> [WRITTEN TASK]
Rewrite the lines below as a numbered list without blank lines, beginning with the line that contains "find sky | one" and running through the end of the lines, both ends included. Leave the pictures out.

>> BEGIN DATA EXCERPTS

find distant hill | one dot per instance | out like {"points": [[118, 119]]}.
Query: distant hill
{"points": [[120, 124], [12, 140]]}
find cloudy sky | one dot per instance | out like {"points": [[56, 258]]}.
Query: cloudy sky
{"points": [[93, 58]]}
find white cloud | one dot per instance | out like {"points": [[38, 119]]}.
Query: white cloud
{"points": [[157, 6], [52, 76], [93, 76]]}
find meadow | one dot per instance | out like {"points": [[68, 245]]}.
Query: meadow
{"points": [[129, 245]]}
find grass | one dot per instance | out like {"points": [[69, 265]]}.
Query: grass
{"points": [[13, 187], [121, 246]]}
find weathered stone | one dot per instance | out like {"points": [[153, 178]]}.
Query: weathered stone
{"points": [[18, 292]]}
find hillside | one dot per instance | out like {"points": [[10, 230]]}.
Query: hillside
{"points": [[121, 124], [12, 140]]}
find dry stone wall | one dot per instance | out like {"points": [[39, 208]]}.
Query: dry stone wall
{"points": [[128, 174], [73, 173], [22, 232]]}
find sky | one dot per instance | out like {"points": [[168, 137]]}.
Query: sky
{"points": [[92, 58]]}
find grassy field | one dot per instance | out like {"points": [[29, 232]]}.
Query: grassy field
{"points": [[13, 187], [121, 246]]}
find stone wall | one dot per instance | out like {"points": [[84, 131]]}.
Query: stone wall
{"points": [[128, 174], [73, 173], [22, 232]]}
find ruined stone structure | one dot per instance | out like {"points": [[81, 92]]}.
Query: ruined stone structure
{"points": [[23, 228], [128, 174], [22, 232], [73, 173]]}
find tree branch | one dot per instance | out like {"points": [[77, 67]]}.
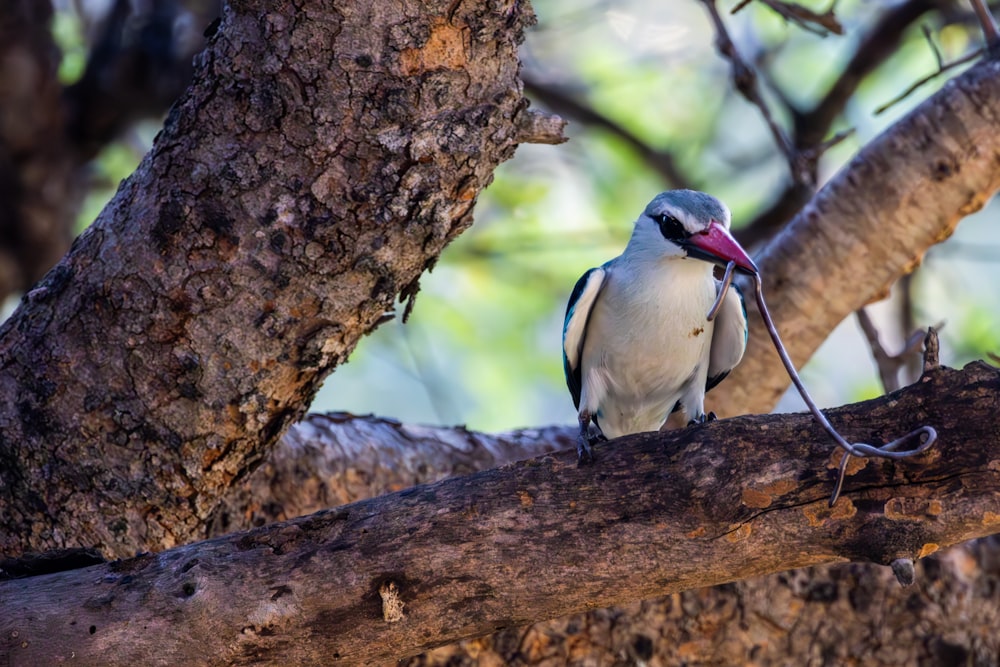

>> END DATA EXCERPTS

> [SOLUTION FOR THIS EXERCISE]
1. find sky | one dot per instance | out like {"points": [[168, 137]]}.
2. Query: sky
3. {"points": [[92, 58]]}
4. find grassy field | one dot per instance | out like {"points": [[29, 232]]}.
5. Query: grassy field
6. {"points": [[13, 187], [121, 246]]}
7. find stone wall | one dot per instance | out like {"points": [[84, 131]]}.
8. Query: stone wall
9. {"points": [[128, 174], [73, 173], [22, 232]]}
10. find ruined stone structure | one dot per instance | out like {"points": [[81, 92]]}.
11. Query: ruined stone structure
12. {"points": [[23, 228], [128, 174], [22, 232], [73, 173]]}
13. find tree branch | one dot per instance | out like {"points": [[77, 67]]}.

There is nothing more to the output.